Objective
Reproduce the listing starting at the line containing "Reviewer note: verify that every instance of the black lamp" and ending at the line containing "[[28, 66], [36, 66], [62, 73], [45, 62], [20, 75]]", switching every "Reviewer note" to "Annotator note" and leaving all else unchanged. Omit the pictures from your answer.
=== Stored records ===
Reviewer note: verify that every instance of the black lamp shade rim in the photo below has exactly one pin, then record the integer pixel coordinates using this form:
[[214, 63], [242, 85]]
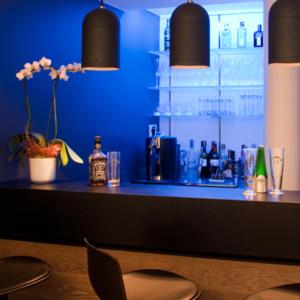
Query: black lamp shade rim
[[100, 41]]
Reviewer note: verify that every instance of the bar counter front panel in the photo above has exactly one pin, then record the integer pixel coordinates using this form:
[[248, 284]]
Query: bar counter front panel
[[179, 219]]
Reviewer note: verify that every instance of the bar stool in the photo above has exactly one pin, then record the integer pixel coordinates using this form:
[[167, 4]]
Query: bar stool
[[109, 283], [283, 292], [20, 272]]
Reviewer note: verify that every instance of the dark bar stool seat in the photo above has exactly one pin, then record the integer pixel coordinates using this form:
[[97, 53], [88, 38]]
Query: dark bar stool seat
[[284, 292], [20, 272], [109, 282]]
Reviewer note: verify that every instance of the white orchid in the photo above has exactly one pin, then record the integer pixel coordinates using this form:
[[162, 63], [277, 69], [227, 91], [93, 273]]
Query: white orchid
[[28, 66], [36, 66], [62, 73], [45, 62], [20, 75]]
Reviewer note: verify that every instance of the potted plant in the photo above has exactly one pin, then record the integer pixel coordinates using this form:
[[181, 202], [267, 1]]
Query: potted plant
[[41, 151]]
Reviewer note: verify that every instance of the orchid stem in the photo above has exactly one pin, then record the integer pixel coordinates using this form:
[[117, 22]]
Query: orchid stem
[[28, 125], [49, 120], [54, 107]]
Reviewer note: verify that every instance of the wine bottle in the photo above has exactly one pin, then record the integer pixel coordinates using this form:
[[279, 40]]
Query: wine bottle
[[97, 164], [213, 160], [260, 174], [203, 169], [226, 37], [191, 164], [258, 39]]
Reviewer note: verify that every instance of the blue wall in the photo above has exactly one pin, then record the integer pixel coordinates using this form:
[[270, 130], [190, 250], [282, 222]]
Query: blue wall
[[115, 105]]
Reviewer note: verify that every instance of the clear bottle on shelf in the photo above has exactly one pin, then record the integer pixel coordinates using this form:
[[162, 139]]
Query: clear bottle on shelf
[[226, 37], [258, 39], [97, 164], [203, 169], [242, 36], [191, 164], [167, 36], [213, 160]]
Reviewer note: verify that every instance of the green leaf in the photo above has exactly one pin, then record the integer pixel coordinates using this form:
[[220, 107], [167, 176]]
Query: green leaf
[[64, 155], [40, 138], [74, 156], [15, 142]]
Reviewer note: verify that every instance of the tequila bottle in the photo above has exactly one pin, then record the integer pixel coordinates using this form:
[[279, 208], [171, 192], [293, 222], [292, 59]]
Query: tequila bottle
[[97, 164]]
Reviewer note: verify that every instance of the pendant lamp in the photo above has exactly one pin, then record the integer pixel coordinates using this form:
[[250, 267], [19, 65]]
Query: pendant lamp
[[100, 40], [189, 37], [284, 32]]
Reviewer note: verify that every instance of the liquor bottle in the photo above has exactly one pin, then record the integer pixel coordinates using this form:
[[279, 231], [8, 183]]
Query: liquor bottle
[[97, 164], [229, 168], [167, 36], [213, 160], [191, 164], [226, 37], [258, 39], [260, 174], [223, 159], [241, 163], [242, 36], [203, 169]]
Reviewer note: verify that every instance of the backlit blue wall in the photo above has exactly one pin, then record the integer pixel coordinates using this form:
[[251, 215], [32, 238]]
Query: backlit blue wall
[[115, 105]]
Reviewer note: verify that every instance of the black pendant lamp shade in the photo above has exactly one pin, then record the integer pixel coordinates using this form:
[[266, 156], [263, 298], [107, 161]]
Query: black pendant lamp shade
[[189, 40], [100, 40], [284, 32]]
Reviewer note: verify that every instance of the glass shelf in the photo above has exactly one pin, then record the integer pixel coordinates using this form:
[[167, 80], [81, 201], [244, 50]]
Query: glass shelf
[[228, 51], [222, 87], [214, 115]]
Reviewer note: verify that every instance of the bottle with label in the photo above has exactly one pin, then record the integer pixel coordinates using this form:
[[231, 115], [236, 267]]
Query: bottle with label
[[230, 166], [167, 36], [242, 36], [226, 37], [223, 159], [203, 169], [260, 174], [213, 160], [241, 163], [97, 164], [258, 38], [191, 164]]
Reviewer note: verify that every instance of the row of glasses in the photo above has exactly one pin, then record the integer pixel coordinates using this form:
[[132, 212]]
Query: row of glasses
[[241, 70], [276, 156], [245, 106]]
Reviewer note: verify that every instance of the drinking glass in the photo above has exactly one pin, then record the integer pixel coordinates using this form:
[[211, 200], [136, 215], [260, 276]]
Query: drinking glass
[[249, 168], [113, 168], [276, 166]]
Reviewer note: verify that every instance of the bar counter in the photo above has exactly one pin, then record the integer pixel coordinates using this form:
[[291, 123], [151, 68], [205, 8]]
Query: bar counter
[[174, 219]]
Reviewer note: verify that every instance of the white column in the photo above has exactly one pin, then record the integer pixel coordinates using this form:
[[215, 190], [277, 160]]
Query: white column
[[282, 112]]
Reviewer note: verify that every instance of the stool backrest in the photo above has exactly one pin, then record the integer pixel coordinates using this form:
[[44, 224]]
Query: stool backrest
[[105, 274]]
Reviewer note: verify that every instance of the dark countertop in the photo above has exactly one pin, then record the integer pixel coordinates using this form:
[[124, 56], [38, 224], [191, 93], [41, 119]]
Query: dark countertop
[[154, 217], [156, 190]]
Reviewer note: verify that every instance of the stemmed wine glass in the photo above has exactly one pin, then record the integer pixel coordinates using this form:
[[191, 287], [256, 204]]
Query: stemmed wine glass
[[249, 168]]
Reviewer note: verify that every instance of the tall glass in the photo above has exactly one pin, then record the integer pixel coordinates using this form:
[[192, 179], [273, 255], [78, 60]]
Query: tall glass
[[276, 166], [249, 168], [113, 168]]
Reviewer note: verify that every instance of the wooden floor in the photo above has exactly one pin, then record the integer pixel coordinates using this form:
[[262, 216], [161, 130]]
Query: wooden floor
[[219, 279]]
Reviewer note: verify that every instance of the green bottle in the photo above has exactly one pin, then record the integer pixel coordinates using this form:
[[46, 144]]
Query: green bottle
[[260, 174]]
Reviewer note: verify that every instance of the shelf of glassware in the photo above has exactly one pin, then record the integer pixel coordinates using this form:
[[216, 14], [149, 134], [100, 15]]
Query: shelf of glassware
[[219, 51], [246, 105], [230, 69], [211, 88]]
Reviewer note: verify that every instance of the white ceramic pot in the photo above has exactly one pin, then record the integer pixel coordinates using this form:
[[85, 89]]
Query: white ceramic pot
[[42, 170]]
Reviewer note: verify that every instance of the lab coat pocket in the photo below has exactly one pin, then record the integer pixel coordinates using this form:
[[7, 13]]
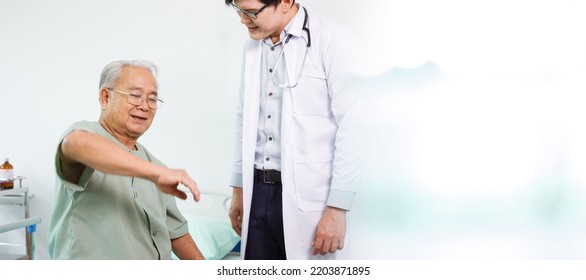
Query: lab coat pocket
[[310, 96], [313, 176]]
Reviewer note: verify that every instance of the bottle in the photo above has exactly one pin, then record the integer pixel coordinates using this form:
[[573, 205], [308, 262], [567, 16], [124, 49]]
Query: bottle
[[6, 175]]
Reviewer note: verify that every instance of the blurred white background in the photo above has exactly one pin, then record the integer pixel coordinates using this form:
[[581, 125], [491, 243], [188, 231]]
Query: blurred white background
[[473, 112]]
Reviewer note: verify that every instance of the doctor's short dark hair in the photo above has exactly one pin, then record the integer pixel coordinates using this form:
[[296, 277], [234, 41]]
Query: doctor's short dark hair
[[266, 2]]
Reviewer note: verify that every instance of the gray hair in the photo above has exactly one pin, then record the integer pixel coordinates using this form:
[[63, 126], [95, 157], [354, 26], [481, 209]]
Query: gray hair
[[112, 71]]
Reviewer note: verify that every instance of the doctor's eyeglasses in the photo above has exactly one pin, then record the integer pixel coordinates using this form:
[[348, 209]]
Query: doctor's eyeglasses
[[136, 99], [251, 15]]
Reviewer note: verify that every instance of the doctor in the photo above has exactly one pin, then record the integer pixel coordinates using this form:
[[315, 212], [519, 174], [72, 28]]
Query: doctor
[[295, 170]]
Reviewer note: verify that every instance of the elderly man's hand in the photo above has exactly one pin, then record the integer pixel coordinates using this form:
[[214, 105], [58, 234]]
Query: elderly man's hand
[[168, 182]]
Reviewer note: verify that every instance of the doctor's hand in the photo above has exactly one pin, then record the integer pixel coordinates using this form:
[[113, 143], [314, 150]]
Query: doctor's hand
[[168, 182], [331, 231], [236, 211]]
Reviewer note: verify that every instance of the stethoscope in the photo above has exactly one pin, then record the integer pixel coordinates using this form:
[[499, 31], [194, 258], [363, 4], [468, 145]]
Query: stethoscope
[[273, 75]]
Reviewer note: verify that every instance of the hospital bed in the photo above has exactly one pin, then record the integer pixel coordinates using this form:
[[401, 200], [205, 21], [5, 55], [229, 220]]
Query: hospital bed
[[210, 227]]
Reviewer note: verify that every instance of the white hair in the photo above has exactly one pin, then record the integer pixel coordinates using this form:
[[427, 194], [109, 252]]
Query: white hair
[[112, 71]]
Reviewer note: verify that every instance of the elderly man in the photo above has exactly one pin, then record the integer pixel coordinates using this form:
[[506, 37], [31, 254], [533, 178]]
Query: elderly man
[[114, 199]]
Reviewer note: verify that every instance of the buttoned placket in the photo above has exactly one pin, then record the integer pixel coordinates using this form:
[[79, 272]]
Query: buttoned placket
===
=== Stored records ===
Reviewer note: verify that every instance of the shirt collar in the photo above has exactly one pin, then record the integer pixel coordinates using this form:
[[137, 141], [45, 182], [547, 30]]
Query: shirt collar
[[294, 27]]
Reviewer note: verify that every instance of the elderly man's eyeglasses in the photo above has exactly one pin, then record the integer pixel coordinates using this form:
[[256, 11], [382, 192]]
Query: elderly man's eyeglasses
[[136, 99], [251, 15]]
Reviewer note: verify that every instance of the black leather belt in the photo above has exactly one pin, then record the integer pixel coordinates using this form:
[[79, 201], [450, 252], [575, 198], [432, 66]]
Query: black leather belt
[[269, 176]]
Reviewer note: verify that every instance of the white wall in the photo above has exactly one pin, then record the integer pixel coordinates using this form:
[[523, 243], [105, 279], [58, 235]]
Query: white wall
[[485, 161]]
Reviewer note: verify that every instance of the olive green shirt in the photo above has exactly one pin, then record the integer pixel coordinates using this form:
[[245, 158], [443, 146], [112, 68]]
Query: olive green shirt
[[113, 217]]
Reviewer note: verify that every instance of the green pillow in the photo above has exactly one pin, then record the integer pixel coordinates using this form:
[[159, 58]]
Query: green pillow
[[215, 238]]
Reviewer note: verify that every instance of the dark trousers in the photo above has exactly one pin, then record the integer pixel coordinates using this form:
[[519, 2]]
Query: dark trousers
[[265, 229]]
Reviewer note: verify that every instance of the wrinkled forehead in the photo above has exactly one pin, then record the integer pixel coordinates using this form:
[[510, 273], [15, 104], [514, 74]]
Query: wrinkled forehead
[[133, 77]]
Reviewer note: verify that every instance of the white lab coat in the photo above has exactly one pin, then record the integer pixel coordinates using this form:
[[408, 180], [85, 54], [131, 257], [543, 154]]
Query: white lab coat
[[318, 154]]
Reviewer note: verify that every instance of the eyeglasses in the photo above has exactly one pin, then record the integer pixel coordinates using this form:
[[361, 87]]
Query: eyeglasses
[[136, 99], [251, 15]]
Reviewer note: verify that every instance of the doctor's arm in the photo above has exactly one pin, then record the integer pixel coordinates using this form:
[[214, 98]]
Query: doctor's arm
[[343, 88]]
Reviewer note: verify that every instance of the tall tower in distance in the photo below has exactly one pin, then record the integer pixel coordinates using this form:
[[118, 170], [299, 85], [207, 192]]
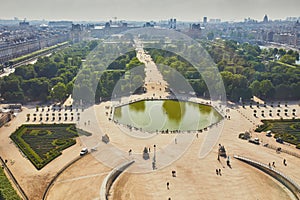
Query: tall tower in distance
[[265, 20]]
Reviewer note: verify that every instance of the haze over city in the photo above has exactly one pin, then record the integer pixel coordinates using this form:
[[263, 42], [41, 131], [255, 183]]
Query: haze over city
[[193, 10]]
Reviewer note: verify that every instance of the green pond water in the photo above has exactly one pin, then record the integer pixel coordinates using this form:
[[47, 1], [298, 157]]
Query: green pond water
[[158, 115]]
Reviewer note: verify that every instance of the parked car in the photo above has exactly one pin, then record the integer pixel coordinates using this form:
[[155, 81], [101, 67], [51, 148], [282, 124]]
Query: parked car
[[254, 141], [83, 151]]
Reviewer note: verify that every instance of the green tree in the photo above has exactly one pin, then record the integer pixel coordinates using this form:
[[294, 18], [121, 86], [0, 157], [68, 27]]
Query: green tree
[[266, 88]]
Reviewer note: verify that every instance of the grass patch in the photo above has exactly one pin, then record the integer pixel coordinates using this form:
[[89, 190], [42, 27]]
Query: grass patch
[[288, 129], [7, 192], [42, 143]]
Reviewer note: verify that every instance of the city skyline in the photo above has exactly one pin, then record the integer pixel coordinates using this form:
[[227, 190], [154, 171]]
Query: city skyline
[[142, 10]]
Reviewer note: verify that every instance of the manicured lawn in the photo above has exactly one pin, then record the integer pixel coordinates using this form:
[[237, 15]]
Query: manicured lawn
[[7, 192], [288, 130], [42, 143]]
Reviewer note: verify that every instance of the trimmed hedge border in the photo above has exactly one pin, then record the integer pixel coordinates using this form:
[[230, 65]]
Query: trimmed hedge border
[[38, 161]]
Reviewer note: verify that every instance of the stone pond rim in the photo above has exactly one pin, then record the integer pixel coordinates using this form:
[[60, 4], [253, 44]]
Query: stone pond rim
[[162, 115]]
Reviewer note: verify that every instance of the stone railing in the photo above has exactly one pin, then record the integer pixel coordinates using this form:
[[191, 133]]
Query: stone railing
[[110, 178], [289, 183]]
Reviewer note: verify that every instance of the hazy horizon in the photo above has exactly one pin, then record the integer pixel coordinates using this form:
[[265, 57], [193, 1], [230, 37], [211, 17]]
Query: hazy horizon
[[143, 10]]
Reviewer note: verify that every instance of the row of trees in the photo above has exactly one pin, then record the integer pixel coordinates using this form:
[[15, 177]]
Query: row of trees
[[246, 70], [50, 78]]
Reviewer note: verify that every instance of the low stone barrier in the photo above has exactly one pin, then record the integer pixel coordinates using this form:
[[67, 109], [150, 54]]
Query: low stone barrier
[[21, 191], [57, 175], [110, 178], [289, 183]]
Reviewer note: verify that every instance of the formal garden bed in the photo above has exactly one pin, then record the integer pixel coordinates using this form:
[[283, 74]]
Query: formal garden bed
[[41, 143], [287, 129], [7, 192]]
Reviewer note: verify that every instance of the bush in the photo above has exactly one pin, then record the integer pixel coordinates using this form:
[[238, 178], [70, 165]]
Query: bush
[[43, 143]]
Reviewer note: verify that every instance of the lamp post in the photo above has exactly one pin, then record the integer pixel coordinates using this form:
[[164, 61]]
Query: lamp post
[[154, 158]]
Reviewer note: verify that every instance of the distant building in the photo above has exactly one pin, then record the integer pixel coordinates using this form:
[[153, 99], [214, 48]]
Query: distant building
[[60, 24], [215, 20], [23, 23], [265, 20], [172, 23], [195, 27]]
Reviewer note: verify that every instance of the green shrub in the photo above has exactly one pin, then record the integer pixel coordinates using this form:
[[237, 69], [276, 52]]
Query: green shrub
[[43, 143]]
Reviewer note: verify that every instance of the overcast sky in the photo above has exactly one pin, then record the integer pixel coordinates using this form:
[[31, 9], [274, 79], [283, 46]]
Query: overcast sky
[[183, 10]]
===
=== Stored records ===
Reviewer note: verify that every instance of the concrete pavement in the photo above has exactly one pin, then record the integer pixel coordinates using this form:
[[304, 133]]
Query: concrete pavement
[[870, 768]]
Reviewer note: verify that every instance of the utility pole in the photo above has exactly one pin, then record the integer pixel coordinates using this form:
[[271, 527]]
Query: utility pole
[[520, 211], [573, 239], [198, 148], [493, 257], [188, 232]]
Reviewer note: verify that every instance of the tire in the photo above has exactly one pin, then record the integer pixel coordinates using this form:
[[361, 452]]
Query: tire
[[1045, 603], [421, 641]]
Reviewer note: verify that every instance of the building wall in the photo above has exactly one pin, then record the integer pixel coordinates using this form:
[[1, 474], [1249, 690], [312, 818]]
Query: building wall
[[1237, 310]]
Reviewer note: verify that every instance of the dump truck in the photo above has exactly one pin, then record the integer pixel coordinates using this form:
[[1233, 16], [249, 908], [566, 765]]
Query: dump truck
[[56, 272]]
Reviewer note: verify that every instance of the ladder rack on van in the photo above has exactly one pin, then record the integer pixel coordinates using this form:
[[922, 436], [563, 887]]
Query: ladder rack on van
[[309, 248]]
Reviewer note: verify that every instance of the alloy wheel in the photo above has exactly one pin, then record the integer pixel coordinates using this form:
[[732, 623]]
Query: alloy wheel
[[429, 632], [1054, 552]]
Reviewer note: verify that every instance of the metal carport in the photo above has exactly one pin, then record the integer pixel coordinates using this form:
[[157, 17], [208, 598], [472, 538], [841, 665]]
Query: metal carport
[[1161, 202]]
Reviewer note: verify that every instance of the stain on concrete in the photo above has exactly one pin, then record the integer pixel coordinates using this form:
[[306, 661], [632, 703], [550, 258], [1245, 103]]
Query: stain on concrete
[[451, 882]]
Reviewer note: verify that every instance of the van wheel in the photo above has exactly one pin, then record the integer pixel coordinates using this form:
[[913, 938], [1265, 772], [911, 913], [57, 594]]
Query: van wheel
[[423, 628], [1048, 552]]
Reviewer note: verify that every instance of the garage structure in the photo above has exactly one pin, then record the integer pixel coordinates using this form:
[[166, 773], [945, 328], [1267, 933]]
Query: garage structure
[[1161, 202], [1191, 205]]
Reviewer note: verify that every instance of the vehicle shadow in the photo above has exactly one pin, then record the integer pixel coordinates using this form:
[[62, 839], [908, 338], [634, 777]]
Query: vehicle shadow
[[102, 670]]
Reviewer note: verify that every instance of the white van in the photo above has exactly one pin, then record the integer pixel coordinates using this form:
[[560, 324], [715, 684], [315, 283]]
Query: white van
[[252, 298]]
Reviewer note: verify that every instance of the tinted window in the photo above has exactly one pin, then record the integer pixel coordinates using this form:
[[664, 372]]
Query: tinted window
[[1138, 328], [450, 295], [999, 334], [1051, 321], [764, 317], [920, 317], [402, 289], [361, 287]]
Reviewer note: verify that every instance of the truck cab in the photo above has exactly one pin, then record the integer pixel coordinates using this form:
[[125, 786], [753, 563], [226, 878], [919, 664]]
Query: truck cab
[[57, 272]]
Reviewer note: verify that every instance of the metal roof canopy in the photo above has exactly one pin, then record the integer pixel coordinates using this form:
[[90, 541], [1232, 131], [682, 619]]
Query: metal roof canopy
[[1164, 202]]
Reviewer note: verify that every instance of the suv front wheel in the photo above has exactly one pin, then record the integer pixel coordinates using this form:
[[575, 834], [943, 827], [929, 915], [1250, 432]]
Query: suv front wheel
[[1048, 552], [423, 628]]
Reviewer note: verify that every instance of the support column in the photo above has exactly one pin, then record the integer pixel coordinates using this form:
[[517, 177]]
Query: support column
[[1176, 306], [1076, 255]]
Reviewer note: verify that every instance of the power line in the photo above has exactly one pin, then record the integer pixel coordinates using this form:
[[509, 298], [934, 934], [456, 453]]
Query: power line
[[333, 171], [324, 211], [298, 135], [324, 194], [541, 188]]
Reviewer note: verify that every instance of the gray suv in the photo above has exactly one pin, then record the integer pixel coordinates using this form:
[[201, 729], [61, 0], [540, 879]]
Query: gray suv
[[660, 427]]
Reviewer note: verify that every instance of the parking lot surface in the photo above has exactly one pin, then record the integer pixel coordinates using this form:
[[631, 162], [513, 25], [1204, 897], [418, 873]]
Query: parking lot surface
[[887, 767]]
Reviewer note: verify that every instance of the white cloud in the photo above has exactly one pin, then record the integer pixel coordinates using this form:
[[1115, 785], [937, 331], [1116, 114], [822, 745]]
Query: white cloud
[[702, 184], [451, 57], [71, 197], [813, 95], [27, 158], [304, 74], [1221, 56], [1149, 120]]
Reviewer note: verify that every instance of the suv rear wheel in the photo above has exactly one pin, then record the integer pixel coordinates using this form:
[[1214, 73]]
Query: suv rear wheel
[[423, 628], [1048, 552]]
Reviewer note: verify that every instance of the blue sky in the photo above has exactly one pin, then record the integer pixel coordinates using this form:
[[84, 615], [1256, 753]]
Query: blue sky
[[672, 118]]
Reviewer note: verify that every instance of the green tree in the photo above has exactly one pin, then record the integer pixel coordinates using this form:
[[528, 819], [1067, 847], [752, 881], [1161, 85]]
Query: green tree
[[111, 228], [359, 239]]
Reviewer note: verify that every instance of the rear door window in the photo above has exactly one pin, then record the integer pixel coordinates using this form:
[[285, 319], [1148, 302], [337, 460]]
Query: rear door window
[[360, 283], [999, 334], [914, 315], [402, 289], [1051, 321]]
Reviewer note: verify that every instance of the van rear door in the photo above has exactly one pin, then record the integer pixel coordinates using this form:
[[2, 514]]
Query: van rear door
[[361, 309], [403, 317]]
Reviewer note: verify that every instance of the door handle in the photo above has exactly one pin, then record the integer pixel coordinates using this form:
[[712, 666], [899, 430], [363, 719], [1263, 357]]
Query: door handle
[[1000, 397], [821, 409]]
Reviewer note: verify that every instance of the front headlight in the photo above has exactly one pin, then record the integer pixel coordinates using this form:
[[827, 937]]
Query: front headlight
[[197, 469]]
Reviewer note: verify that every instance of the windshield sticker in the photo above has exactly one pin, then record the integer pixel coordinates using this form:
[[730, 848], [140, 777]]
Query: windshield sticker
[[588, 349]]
===
Exercise answer
Annotator note: verify that every instance of the black lamp shade rim in the photo below has exactly one pin, then record the integer pixel coordinates using this form:
[[214, 63], [242, 85]]
Query: black lamp shade rim
[[100, 41]]
Annotator note: verify that every instance of the bar counter front panel in the photo above has exactly one pin, then record the integer pixel coordinates using this form:
[[248, 284]]
Query: bar counter front panel
[[179, 219]]
Annotator note: verify that every instance of the bar stool in the photo above has exactly one pin, then record the integer pixel coordinates using this form:
[[167, 4]]
Query: bar stool
[[109, 283], [283, 292], [20, 272]]
Annotator note: verify that every instance of the dark bar stool seat in the photo above has exactly one pin, then record the integer pixel coordinates using this form:
[[97, 53], [88, 38]]
Query: dark bar stool seat
[[284, 292], [20, 272], [109, 282]]
Annotator note: verify that every instance of the white orchid in the photo above has exactly one pin, then record the integer pixel coordinates using this form:
[[162, 63], [277, 69], [227, 91], [93, 273]]
Query: white orchid
[[28, 66], [36, 66], [62, 73], [45, 62], [20, 75]]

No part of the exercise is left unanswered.